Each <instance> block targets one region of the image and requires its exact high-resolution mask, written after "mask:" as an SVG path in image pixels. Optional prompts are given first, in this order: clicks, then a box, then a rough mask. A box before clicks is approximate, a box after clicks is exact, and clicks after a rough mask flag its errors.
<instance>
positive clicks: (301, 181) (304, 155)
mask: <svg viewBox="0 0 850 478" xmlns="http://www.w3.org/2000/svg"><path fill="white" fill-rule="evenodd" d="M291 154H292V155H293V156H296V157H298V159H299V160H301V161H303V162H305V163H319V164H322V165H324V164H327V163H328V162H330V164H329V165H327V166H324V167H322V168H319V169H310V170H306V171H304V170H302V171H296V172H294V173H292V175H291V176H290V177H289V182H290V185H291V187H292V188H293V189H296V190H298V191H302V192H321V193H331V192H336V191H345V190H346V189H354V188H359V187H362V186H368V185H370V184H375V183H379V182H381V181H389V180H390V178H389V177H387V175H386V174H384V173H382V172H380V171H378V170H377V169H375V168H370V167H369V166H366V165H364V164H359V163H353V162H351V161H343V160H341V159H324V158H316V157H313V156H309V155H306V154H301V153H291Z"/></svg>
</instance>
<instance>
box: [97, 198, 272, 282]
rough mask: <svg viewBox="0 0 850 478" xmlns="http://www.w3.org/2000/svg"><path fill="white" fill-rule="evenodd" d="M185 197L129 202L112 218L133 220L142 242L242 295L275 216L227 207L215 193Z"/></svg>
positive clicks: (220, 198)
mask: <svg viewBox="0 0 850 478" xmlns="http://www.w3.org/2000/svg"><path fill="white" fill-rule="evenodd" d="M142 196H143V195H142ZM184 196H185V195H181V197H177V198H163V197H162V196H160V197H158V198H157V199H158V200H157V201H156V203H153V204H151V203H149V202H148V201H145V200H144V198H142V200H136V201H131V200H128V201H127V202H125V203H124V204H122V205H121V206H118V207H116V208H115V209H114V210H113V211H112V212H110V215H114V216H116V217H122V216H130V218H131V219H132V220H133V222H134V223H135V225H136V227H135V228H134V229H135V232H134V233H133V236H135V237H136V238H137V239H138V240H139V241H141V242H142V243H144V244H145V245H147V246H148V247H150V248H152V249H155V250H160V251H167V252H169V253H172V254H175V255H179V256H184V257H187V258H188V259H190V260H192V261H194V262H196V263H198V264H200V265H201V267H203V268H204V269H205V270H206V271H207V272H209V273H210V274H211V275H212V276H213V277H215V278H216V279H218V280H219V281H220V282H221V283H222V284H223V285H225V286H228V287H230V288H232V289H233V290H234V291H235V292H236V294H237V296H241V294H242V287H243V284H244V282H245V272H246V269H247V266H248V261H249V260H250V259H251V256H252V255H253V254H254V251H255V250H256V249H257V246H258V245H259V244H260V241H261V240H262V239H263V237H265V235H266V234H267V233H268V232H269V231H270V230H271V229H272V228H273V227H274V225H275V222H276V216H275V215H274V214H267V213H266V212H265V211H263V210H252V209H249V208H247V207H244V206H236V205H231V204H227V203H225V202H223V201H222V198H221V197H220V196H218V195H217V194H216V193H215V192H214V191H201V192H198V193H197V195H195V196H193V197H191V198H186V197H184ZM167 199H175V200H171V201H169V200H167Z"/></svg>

==*==

* [Exercise prompt]: Using the entries above, repeat only the lines from the one containing "box: [97, 198, 272, 282]" through the one containing "rough mask: <svg", end lines included.

* [Answer for the task]:
box: [97, 198, 272, 282]
rough mask: <svg viewBox="0 0 850 478" xmlns="http://www.w3.org/2000/svg"><path fill="white" fill-rule="evenodd" d="M185 197L129 202L112 218L133 220L142 242L242 295L275 216L227 207L215 193Z"/></svg>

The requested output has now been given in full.